DESCRIPTION OF THE TASK> The required result is the exact run of lines beginning at the one containing "Wildlife-survey tagging: tag each instance of the submerged" and ending at the last line of the entries.

━━━ RECORDS PROVIDED

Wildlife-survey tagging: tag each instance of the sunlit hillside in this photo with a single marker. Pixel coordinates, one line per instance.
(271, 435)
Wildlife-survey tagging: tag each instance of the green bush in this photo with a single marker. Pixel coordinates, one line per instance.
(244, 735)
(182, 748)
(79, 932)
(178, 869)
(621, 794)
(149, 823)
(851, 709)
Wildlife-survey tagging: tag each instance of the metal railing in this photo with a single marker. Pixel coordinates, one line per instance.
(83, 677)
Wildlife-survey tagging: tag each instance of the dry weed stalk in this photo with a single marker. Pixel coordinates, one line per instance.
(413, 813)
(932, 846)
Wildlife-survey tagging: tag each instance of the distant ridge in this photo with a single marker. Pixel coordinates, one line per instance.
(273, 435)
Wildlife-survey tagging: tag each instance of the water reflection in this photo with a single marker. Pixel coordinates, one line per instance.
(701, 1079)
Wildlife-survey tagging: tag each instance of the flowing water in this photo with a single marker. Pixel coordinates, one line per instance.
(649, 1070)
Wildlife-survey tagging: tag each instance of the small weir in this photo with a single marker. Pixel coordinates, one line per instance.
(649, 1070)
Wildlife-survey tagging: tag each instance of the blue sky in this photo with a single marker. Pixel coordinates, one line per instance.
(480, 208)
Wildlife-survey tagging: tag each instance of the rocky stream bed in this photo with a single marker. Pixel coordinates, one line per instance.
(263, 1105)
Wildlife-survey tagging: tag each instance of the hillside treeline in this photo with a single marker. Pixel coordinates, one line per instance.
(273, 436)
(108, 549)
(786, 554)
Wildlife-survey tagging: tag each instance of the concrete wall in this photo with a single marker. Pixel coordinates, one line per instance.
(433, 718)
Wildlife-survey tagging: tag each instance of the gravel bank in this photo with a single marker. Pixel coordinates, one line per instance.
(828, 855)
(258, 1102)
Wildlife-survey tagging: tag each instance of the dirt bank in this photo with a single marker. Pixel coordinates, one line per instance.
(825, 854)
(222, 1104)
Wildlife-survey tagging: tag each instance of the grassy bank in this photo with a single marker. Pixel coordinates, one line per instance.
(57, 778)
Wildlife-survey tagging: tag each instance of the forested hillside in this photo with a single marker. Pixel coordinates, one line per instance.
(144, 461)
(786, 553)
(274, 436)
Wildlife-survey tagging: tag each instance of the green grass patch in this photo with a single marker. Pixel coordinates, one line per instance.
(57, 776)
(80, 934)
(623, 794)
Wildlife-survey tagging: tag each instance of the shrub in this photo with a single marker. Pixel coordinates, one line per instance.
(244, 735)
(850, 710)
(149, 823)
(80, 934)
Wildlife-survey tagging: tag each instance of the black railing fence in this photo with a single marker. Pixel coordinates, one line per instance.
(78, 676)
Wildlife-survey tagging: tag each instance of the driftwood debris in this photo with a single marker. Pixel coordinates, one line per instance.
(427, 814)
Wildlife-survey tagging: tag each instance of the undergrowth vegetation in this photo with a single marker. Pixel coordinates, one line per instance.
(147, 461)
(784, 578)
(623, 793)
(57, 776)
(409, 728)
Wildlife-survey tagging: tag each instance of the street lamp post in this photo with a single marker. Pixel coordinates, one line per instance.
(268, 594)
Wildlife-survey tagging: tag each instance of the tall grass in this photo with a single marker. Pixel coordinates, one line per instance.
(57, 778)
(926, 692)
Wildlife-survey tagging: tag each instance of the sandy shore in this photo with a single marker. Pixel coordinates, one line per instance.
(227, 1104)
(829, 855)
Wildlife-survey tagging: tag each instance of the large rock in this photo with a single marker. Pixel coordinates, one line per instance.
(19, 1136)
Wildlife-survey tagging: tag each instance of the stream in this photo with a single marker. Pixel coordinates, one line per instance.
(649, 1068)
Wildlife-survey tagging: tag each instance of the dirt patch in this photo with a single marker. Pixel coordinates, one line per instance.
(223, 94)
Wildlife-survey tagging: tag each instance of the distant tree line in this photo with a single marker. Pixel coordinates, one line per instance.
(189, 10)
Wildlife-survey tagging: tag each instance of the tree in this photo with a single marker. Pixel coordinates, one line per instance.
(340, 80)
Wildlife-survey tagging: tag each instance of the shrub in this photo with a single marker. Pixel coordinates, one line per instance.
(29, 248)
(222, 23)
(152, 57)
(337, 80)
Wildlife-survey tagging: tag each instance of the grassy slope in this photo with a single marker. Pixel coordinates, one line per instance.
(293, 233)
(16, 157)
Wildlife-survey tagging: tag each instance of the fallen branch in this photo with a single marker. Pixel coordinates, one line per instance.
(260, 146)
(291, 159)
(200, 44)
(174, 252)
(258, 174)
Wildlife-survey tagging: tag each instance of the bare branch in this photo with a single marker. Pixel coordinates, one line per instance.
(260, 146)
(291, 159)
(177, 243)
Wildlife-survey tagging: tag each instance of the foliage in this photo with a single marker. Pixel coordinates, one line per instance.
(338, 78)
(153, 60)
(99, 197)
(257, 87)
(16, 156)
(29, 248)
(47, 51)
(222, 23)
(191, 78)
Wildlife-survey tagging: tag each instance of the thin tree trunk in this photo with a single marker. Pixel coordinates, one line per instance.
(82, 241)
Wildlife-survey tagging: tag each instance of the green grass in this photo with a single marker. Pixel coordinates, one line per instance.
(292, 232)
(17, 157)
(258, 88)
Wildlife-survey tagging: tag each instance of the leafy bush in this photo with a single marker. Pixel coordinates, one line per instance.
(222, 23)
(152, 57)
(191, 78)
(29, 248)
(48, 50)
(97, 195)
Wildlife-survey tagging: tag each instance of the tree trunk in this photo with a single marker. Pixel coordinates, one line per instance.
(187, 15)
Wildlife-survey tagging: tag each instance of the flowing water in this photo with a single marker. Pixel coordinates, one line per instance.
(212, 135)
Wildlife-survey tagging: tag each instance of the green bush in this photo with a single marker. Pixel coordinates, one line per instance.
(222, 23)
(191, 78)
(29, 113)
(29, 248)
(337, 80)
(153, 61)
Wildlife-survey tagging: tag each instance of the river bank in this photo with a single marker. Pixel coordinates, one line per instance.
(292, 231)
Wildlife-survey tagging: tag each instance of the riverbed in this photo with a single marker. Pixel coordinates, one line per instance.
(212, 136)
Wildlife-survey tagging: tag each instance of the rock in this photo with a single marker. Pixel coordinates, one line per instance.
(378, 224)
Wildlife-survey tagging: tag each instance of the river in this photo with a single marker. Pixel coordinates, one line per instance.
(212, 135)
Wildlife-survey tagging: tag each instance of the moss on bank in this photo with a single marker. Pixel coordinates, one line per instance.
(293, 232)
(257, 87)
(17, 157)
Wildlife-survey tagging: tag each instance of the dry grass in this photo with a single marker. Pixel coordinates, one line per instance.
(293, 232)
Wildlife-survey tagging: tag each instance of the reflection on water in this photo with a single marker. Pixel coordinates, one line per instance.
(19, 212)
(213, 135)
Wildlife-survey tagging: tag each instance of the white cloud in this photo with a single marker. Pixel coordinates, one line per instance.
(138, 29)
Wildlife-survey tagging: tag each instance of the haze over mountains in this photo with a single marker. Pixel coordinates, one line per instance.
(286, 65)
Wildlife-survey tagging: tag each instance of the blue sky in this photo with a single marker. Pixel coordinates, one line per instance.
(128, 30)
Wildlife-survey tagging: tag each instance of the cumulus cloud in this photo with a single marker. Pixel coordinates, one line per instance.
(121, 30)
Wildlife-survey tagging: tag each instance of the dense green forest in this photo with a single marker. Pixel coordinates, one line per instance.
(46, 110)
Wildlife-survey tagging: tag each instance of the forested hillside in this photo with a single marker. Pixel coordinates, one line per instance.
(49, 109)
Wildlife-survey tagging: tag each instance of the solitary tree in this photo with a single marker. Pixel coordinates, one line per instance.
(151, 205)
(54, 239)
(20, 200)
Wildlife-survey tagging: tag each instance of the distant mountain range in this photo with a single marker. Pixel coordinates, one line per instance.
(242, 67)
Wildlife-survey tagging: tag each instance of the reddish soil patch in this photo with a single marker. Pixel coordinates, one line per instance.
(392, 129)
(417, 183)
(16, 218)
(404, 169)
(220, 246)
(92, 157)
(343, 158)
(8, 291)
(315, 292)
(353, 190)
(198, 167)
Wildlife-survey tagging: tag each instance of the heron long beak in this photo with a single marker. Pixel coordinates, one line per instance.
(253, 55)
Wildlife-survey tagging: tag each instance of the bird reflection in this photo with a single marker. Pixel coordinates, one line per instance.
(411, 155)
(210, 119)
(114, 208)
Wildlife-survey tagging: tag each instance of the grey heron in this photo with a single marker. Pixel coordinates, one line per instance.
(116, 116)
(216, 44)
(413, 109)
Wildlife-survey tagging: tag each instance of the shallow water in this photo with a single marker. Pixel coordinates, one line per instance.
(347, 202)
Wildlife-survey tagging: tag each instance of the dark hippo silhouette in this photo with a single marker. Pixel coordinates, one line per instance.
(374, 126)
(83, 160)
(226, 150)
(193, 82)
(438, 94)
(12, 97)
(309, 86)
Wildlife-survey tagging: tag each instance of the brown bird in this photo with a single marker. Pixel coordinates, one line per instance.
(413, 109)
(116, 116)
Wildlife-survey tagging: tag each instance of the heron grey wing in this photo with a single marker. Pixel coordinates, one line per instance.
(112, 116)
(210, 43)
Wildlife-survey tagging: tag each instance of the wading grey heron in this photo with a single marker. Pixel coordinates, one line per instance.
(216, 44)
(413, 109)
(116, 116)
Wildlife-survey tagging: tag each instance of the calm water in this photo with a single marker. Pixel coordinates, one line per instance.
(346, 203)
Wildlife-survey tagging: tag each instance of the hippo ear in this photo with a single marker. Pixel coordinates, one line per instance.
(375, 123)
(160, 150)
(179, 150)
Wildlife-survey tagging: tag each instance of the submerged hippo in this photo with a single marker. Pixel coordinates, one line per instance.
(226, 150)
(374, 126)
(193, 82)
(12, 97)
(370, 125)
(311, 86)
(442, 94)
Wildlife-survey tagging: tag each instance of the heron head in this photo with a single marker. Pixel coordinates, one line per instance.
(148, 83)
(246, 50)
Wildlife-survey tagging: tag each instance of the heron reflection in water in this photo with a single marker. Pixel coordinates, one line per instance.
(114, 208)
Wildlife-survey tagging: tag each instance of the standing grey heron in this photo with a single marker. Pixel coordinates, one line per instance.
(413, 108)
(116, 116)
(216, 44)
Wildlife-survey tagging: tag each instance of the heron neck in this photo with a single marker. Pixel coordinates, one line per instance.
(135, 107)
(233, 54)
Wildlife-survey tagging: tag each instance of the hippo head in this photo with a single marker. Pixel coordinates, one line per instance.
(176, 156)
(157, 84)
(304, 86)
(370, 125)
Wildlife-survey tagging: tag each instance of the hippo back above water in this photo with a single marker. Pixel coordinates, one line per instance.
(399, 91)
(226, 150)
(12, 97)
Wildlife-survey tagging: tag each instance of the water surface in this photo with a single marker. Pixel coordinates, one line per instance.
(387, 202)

━━━━━━

TASK RESULT>
Wildlife-survey tagging: tag each instance of the submerged hippo in this photo with a single marker. Pixel coordinates, one line per instance.
(226, 150)
(374, 126)
(193, 82)
(12, 97)
(370, 125)
(311, 86)
(442, 94)
Wildlife-survey tagging: tag each instance of the heron head in this photo with a single marker. Pixel coordinates, one line per instance.
(148, 83)
(246, 50)
Wildlife-survey tagging: tag each instance of the heron reflection in water in this photo with a single marker. Pixel coordinates, one line per instance.
(114, 208)
Wildlife-survey tagging: tag each instance of the standing grey heron in this photo with a single marker. Pixel coordinates, one line per instance.
(413, 108)
(116, 116)
(216, 44)
Wildlife-survey tagging: tag each instance of the heron neck in this photo with a single marker. Pixel coordinates, one line per instance.
(135, 107)
(233, 54)
Wildlife-survey tagging: tag each instance of the hippo head in this photo with a single marker. Pixel coordinates, one line per instance.
(176, 156)
(157, 84)
(304, 86)
(370, 125)
Wildlife-survey tagging: tag each instance of the hippo back above water in this photo with a single marker. Pixel coordinates, one line per instance.
(399, 91)
(226, 150)
(12, 97)
Wildlife-survey tagging: tag each instance of the water surface in this photo with a single marker. Pixel coordinates, one line per instance.
(387, 202)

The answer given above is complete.